● Stated exercise 1
Reproduce the part of the passage about the Oropeza and Dillon race from "Dillon shot down" to "IBEW Local 98.", word for word.
● Stated exercise 2
Pick out every line of the records that contains the string "fence", treating uppercase and lowercase as different.

— START Provided passage —

Oropeza, 36, is a graduate of Monsignor Bonner and Williamson Trade School and a former boxer and MMA fighter. He has two children who are homeschooled and lives in Bridesburg. While he calls Dillon a “very nice guy,” he believes he has more of a commitment to the job, as Dillon replaced his older brother Shawn on the ballot after he failed to file a statement of financial interest with the state ethics commission.

If Oropeza wins, he would have to move, since redistricting has moved the 45th Ward to the 2nd district.

Dillon shot down a rumor that he will step aside in 2024 to allow his brother to run, with party backing. He described himself as new to the race but not new to the neighborhood., with a personal connection, not a political one.

“I’ll be running for re-election,” he said.

One debate question asked candidates to list their endorsements. Dillon named Gov. Tom Wolf, U.S. Rep. Brendan Boyle, the Philadelphia Federation of Teachers, SEIU, District Council 21, the Laborers, Sprinkler Fitters 692 and IBEW Local 98.

“These are all people who care greatly about the community,” he said.

— END Provided passage —
— START Input rows —

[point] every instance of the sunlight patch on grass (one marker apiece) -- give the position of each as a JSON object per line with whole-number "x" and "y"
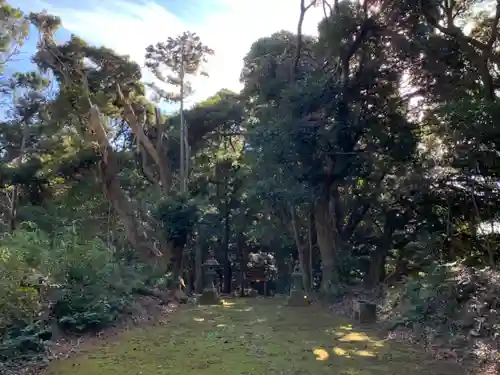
{"x": 340, "y": 351}
{"x": 321, "y": 354}
{"x": 347, "y": 327}
{"x": 224, "y": 341}
{"x": 355, "y": 336}
{"x": 365, "y": 353}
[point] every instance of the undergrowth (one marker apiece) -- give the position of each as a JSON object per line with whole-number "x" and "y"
{"x": 60, "y": 281}
{"x": 452, "y": 305}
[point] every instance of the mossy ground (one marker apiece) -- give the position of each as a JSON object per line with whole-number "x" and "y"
{"x": 252, "y": 337}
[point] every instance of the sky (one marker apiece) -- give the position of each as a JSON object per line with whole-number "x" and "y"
{"x": 128, "y": 26}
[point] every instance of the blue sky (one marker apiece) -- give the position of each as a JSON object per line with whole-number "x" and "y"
{"x": 128, "y": 26}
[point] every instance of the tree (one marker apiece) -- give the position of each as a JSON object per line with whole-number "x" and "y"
{"x": 181, "y": 56}
{"x": 13, "y": 30}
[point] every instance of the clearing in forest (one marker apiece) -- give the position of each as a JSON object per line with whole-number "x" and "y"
{"x": 252, "y": 337}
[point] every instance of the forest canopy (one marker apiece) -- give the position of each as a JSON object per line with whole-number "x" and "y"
{"x": 367, "y": 153}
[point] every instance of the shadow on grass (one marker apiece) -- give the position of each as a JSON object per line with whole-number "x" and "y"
{"x": 253, "y": 337}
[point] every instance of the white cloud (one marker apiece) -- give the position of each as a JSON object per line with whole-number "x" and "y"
{"x": 230, "y": 30}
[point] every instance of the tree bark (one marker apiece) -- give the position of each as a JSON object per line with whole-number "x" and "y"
{"x": 327, "y": 244}
{"x": 108, "y": 168}
{"x": 302, "y": 250}
{"x": 376, "y": 271}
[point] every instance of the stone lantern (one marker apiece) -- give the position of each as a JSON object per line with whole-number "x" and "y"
{"x": 298, "y": 295}
{"x": 210, "y": 295}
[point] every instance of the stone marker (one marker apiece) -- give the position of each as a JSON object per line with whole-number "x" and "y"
{"x": 298, "y": 295}
{"x": 365, "y": 312}
{"x": 210, "y": 295}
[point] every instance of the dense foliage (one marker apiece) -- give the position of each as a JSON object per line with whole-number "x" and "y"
{"x": 368, "y": 153}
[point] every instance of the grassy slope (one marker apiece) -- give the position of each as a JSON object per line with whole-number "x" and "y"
{"x": 252, "y": 337}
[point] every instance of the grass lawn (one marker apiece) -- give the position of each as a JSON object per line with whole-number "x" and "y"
{"x": 252, "y": 337}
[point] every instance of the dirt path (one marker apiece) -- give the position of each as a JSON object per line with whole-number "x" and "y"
{"x": 252, "y": 337}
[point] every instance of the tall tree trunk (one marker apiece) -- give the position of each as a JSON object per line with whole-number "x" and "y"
{"x": 199, "y": 268}
{"x": 15, "y": 192}
{"x": 302, "y": 249}
{"x": 108, "y": 168}
{"x": 376, "y": 271}
{"x": 327, "y": 244}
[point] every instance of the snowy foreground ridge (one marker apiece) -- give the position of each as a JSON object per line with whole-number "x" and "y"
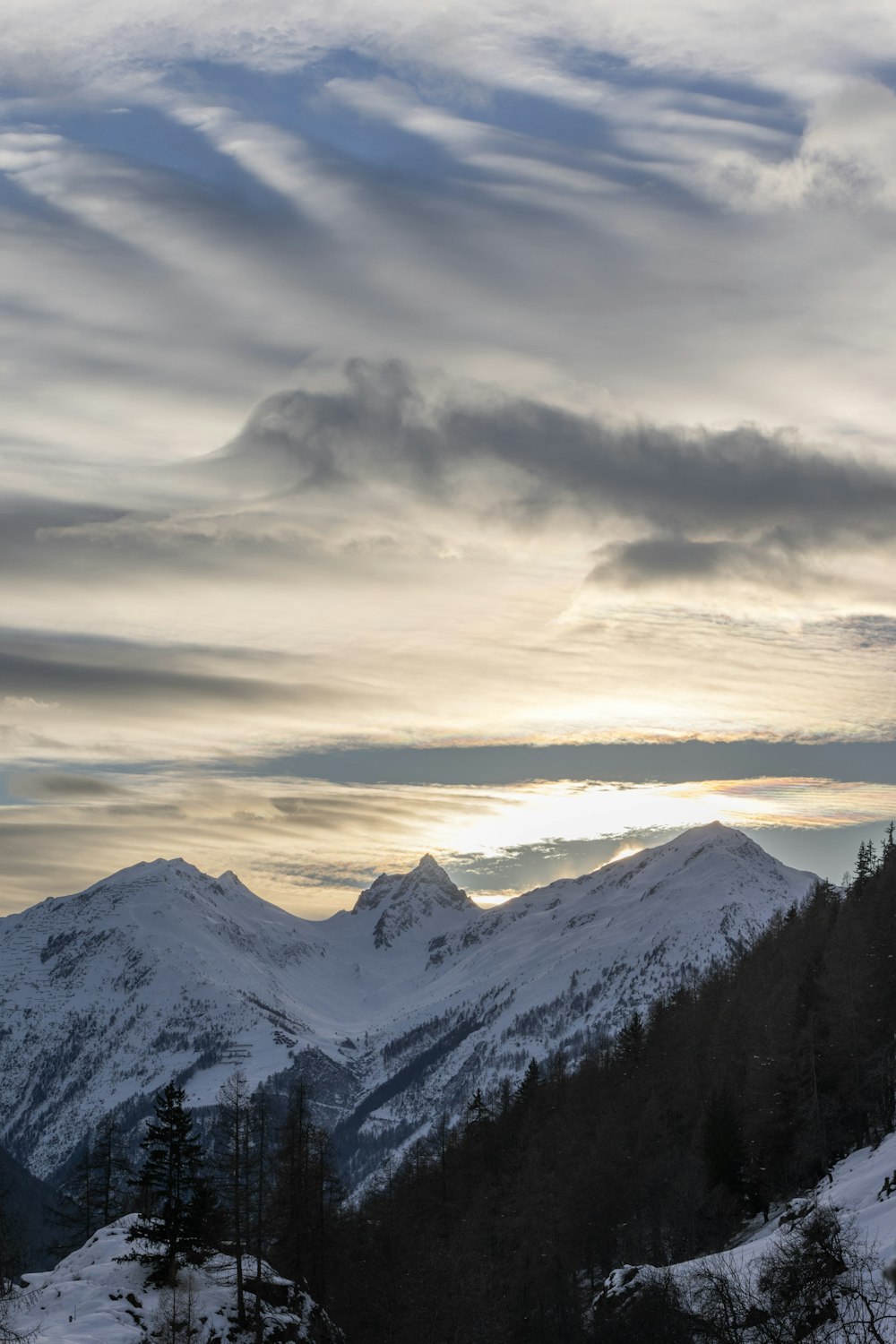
{"x": 861, "y": 1191}
{"x": 394, "y": 1011}
{"x": 93, "y": 1298}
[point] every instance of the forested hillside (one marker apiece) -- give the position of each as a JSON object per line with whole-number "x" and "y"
{"x": 734, "y": 1093}
{"x": 739, "y": 1090}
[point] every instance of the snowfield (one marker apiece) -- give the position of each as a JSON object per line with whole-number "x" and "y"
{"x": 93, "y": 1298}
{"x": 394, "y": 1011}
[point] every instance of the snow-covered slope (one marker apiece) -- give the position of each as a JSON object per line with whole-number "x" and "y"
{"x": 90, "y": 1297}
{"x": 395, "y": 1010}
{"x": 860, "y": 1190}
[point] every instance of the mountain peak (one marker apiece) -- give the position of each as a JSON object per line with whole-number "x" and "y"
{"x": 408, "y": 900}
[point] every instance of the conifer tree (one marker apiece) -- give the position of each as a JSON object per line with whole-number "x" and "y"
{"x": 179, "y": 1201}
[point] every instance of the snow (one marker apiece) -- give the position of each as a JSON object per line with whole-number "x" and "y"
{"x": 93, "y": 1298}
{"x": 161, "y": 969}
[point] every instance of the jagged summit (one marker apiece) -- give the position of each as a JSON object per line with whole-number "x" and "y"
{"x": 161, "y": 970}
{"x": 408, "y": 900}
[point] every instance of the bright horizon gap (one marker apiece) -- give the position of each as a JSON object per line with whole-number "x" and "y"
{"x": 282, "y": 836}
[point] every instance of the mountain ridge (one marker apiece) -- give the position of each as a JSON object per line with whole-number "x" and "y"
{"x": 161, "y": 970}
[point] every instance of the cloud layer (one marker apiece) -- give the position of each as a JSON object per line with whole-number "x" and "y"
{"x": 416, "y": 376}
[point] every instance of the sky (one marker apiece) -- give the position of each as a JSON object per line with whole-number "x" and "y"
{"x": 443, "y": 427}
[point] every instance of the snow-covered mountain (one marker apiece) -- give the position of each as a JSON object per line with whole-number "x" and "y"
{"x": 91, "y": 1297}
{"x": 395, "y": 1011}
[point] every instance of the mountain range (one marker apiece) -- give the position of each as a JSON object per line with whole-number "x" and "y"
{"x": 394, "y": 1012}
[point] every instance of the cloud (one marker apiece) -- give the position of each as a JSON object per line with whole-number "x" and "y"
{"x": 61, "y": 787}
{"x": 535, "y": 456}
{"x": 312, "y": 846}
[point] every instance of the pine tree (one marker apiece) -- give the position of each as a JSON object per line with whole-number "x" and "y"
{"x": 179, "y": 1201}
{"x": 233, "y": 1169}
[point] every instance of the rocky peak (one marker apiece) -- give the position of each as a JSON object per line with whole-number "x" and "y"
{"x": 408, "y": 900}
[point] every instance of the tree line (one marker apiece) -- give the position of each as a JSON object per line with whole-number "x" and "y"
{"x": 737, "y": 1091}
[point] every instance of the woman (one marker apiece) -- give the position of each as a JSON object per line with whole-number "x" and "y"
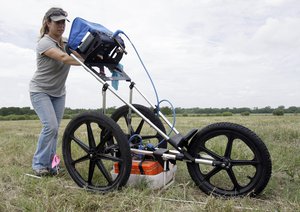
{"x": 47, "y": 87}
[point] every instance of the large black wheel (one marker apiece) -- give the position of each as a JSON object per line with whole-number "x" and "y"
{"x": 138, "y": 126}
{"x": 93, "y": 145}
{"x": 243, "y": 165}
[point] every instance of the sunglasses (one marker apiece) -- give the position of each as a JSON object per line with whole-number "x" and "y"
{"x": 58, "y": 13}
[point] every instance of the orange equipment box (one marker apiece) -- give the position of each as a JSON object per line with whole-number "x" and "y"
{"x": 149, "y": 167}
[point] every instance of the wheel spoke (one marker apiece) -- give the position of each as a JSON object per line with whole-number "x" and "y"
{"x": 91, "y": 171}
{"x": 211, "y": 153}
{"x": 91, "y": 138}
{"x": 104, "y": 137}
{"x": 229, "y": 146}
{"x": 233, "y": 179}
{"x": 79, "y": 160}
{"x": 108, "y": 157}
{"x": 104, "y": 171}
{"x": 212, "y": 173}
{"x": 81, "y": 144}
{"x": 148, "y": 136}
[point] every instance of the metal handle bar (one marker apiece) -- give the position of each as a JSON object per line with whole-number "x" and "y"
{"x": 125, "y": 102}
{"x": 160, "y": 113}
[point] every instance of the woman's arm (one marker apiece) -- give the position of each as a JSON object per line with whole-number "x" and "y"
{"x": 59, "y": 55}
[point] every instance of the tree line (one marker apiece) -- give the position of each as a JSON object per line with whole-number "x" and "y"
{"x": 11, "y": 113}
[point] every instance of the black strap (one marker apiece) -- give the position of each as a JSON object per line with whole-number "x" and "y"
{"x": 141, "y": 167}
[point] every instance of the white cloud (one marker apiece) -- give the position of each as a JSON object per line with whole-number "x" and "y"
{"x": 199, "y": 53}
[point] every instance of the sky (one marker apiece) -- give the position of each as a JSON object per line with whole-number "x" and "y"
{"x": 199, "y": 53}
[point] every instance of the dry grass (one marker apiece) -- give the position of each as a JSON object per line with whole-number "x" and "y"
{"x": 19, "y": 192}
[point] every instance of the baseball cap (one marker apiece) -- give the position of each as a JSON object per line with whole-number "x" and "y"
{"x": 56, "y": 14}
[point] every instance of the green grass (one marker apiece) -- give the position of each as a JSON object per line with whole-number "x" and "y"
{"x": 19, "y": 192}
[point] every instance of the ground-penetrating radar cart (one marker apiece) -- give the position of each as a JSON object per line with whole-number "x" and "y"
{"x": 223, "y": 159}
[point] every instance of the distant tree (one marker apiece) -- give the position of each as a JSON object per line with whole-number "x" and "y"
{"x": 278, "y": 112}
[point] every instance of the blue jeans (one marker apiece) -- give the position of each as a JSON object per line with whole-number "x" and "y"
{"x": 50, "y": 111}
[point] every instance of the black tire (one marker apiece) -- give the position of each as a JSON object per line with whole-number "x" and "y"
{"x": 139, "y": 126}
{"x": 248, "y": 164}
{"x": 92, "y": 145}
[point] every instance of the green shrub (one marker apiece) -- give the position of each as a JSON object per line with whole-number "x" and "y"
{"x": 278, "y": 112}
{"x": 227, "y": 113}
{"x": 245, "y": 113}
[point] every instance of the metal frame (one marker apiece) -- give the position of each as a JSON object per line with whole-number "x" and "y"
{"x": 180, "y": 154}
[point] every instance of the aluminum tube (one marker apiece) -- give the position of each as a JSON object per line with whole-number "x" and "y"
{"x": 129, "y": 105}
{"x": 204, "y": 161}
{"x": 160, "y": 113}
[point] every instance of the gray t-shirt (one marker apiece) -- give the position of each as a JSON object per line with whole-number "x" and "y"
{"x": 51, "y": 75}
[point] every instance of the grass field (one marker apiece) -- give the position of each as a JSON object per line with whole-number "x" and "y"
{"x": 19, "y": 192}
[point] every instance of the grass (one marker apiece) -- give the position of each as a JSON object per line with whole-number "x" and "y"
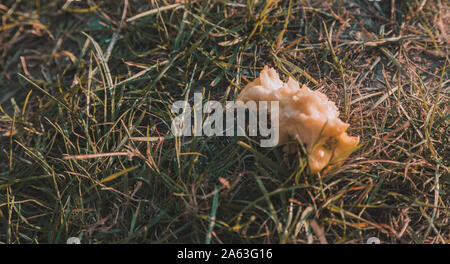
{"x": 85, "y": 142}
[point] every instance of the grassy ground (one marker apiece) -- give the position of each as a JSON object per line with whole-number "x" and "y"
{"x": 85, "y": 143}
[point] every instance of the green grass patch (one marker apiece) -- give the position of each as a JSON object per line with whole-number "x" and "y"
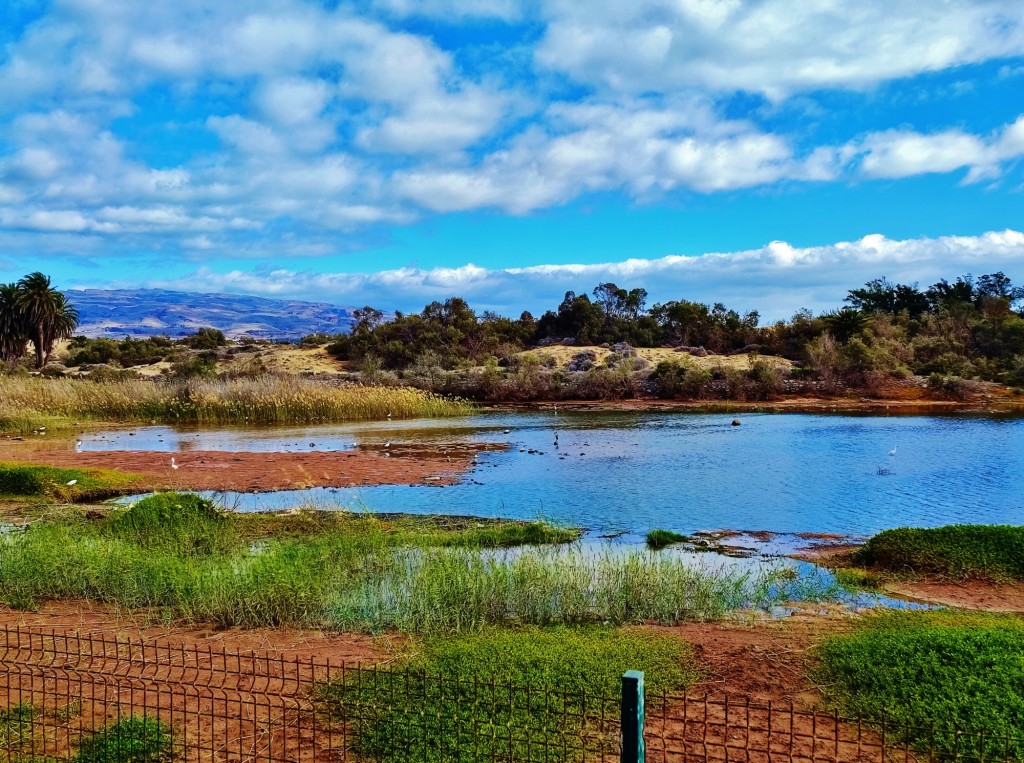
{"x": 857, "y": 579}
{"x": 68, "y": 485}
{"x": 16, "y": 727}
{"x": 181, "y": 522}
{"x": 663, "y": 538}
{"x": 133, "y": 739}
{"x": 956, "y": 551}
{"x": 942, "y": 681}
{"x": 27, "y": 403}
{"x": 181, "y": 558}
{"x": 523, "y": 694}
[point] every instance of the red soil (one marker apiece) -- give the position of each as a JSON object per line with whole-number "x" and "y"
{"x": 217, "y": 470}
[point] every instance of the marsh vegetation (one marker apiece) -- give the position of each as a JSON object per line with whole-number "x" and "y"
{"x": 180, "y": 557}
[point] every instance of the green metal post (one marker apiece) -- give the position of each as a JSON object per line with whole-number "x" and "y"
{"x": 633, "y": 751}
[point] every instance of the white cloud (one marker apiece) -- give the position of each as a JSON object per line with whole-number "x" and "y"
{"x": 293, "y": 100}
{"x": 450, "y": 10}
{"x": 895, "y": 154}
{"x": 771, "y": 46}
{"x": 776, "y": 279}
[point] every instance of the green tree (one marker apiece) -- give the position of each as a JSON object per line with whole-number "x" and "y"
{"x": 13, "y": 329}
{"x": 47, "y": 312}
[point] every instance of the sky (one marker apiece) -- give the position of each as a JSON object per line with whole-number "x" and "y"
{"x": 766, "y": 154}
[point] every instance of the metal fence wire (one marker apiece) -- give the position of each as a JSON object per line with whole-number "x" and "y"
{"x": 102, "y": 700}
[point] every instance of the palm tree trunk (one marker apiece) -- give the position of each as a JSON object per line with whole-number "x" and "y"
{"x": 40, "y": 354}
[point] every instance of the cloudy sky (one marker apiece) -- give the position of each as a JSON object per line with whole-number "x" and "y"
{"x": 768, "y": 154}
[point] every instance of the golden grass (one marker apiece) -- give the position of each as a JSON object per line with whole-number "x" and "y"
{"x": 27, "y": 403}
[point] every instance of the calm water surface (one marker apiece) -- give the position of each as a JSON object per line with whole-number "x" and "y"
{"x": 684, "y": 471}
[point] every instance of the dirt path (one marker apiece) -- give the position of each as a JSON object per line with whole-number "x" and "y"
{"x": 980, "y": 595}
{"x": 218, "y": 470}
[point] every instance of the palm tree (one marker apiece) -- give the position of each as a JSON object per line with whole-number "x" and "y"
{"x": 13, "y": 330}
{"x": 47, "y": 312}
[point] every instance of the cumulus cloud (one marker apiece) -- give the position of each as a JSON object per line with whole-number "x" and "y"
{"x": 305, "y": 120}
{"x": 773, "y": 47}
{"x": 776, "y": 279}
{"x": 897, "y": 154}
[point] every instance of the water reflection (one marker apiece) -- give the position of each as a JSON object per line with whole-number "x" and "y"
{"x": 614, "y": 472}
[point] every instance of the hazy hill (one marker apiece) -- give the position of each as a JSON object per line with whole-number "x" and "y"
{"x": 121, "y": 312}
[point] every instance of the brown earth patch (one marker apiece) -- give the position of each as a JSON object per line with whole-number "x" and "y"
{"x": 92, "y": 620}
{"x": 217, "y": 470}
{"x": 970, "y": 594}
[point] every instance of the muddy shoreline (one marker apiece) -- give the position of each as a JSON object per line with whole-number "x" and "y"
{"x": 222, "y": 470}
{"x": 879, "y": 407}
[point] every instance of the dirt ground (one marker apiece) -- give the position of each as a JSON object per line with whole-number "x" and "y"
{"x": 94, "y": 620}
{"x": 982, "y": 595}
{"x": 763, "y": 659}
{"x": 218, "y": 470}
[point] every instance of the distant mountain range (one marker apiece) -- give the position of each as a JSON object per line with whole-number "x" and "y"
{"x": 143, "y": 312}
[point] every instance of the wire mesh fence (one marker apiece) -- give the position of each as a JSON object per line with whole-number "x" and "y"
{"x": 70, "y": 697}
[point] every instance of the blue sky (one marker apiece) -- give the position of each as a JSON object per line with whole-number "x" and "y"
{"x": 767, "y": 154}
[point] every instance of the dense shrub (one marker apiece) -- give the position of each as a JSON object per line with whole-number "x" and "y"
{"x": 994, "y": 551}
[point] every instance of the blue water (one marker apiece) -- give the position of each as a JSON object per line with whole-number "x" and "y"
{"x": 683, "y": 471}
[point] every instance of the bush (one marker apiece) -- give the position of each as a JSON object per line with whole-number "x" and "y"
{"x": 183, "y": 522}
{"x": 206, "y": 338}
{"x": 957, "y": 551}
{"x": 197, "y": 367}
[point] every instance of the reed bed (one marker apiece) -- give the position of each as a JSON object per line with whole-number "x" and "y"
{"x": 29, "y": 403}
{"x": 178, "y": 556}
{"x": 459, "y": 590}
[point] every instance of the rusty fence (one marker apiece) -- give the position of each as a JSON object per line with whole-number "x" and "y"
{"x": 100, "y": 700}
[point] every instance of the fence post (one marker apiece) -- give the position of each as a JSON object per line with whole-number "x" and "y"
{"x": 632, "y": 717}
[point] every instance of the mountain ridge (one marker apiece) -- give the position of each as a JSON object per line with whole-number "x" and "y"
{"x": 117, "y": 313}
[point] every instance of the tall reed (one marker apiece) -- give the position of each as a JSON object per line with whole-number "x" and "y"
{"x": 27, "y": 403}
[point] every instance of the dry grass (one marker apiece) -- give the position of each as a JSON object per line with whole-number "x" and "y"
{"x": 25, "y": 403}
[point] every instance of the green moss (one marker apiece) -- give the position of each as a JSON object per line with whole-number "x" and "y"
{"x": 68, "y": 485}
{"x": 941, "y": 680}
{"x": 129, "y": 740}
{"x": 506, "y": 694}
{"x": 956, "y": 551}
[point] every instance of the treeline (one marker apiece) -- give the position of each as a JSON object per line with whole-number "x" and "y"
{"x": 967, "y": 329}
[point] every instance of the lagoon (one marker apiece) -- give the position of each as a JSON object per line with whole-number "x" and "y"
{"x": 632, "y": 471}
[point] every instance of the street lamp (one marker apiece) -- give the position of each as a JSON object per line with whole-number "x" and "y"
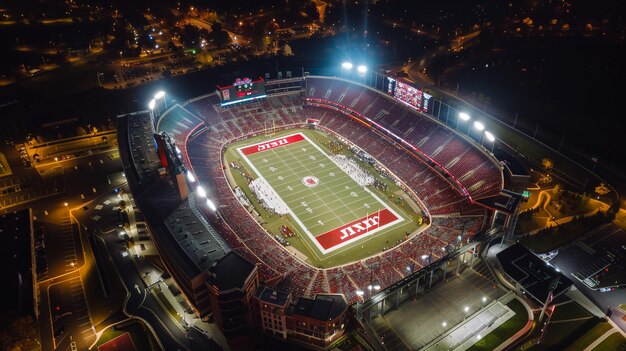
{"x": 491, "y": 138}
{"x": 479, "y": 126}
{"x": 161, "y": 94}
{"x": 200, "y": 191}
{"x": 463, "y": 116}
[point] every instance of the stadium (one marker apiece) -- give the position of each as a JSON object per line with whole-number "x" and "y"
{"x": 441, "y": 173}
{"x": 313, "y": 194}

— END Input rows —

● Task solution 1
Dillon shot down a rumor that he will step aside in 2024 to allow his brother to run, with party backing. He described himself as new to the race but not new to the neighborhood., with a personal connection, not a political one.

“I’ll be running for re-election,” he said.

One debate question asked candidates to list their endorsements. Dillon named Gov. Tom Wolf, U.S. Rep. Brendan Boyle, the Philadelphia Federation of Teachers, SEIU, District Council 21, the Laborers, Sprinkler Fitters 692 and IBEW Local 98.

● Task solution 2
[point] every instance of the metal fence wire (one marker apiece) -- give the position of each as a JSON object per line with whole-number "x" and "y"
[point] every instance of the wire mesh fence (one marker apiece) -- give the position of each as a JSON object per line with whole-number "x" and "y"
[point] every instance of the rusty fence (one marker apiece) -- give the position of each as a JSON object per line with whole-number "x" and "y"
[point] every instance of the fence post (one marker apiece) -- give the position of each as a JSON object per line with whole-number "x" and "y"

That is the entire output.